* **Problem to work on**
Edit the entries below so that every "Objective" becomes "Goal", and leave everything else as it is.

* **Material provided**

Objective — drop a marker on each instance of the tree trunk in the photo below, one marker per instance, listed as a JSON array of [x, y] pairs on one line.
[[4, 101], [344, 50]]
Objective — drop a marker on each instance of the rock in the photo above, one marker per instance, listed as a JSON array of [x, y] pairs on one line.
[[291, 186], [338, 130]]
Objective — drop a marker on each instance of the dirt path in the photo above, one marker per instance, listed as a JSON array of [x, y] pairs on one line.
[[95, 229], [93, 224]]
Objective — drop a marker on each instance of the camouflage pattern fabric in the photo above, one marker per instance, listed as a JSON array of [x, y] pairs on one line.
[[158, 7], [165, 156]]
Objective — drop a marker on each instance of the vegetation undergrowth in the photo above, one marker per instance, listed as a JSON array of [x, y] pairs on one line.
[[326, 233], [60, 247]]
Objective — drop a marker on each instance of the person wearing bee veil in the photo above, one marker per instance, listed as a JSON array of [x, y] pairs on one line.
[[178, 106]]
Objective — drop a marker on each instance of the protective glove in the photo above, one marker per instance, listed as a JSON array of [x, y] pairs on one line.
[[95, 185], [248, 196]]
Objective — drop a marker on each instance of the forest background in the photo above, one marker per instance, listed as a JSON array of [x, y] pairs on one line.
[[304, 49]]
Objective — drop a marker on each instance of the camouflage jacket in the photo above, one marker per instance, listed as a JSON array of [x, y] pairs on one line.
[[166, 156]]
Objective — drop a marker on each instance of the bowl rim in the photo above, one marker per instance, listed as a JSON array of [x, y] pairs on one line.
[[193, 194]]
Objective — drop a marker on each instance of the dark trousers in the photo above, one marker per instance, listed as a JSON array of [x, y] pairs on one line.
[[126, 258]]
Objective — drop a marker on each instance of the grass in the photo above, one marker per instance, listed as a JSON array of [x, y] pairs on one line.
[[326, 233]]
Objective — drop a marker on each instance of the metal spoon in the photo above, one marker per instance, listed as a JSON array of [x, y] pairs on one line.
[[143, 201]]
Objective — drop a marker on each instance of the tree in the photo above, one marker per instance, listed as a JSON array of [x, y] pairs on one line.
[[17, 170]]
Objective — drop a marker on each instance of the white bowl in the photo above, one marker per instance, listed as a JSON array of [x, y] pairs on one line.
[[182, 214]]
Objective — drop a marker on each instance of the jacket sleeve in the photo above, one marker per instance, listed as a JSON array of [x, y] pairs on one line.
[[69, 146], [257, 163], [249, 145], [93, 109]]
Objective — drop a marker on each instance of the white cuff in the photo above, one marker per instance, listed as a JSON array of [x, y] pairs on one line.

* **Answer for the task**
Goal — drop a marker on each instance of the tree trunk in the photo below, one marker per instance, listed as a JSON array of [x, y] pairs on one line.
[[4, 101], [344, 50]]
Goal — drop a marker on each instance of the rock in the photo above, one marker per instance, listed as a JSON array of [x, y] pairs on one line.
[[291, 186], [338, 130]]
Goal — drop a marker on each instance of the dirt path in the photo above, one marker per instance, listed as a JSON array of [x, y] pairs on one line.
[[95, 229], [93, 224]]
Goal — drop a marker on each instance of the camouflage pattern fabric in the photo above, one marker per instance, listed as a JSON array of [x, y] pairs on one line.
[[158, 7], [165, 156]]
Goal — drop a marker on each instance of the vegetation undergrowth in the photo above, one marker per instance, listed as a JSON array of [x, y] pairs on one line.
[[326, 233], [60, 247]]
Goal — drop a marker on each instance of the person wearing bee veil in the photo above, one marker per instance, listed as a JSON array of [x, y] pairs on one line.
[[178, 106]]
Goal — drop a marker on each instance of the protective glove in the photo above, one marker per instance, listed as a JSON array of [x, y] pairs on one line.
[[95, 185], [248, 196]]
Goal — drop a marker on each instance of the forest background in the photo above, one marker per instance, listed as a JSON array of [x, y] pairs on one line.
[[304, 49]]
Goal — drop a marker on each instance of the camouflage jacket in the photo above, one marker per instance, listed as a JSON array of [x, y] pairs on one line.
[[166, 156]]
Goal — drop a marker on each instance of the bowl rim in the photo above, one marker per instance, listed as a JSON array of [x, y] pairs on one line.
[[193, 194]]
Goal — drop a marker on each instance of the dark trousers in the photo above, one marker per instance, listed as a JSON array of [x, y] pairs on one line.
[[126, 258]]
Goal — drop a marker on each instance of the grass in the photo above, one marker per instance, listed as a JSON array of [x, y] pairs on one line.
[[326, 233]]
Goal — drop a marker on each instance of the metal spoon in the photo above, one marker per instance, listed as a JSON array of [x, y] pairs on one line.
[[143, 201]]
Goal — drop a marker on each instance of the tree in the photo above, one marker per instance, listed as a JSON array of [x, y] pairs on one line.
[[17, 170]]
Goal — drop a marker on each instance of the white bowl in the photo above, one marker per instance, listed as a JSON array of [x, y] pairs on one line.
[[182, 214]]
Goal — drop a marker on each instance of the jacket sleeve in the photo above, one marker per instance, listed as a JSON array of [x, y] pairs on one line.
[[69, 146], [257, 163], [249, 145], [93, 109]]
Goal — drop a marker on each instance of the white cuff in the photo above, one marker per instance, listed as a JSON array of [x, y] pairs on one line.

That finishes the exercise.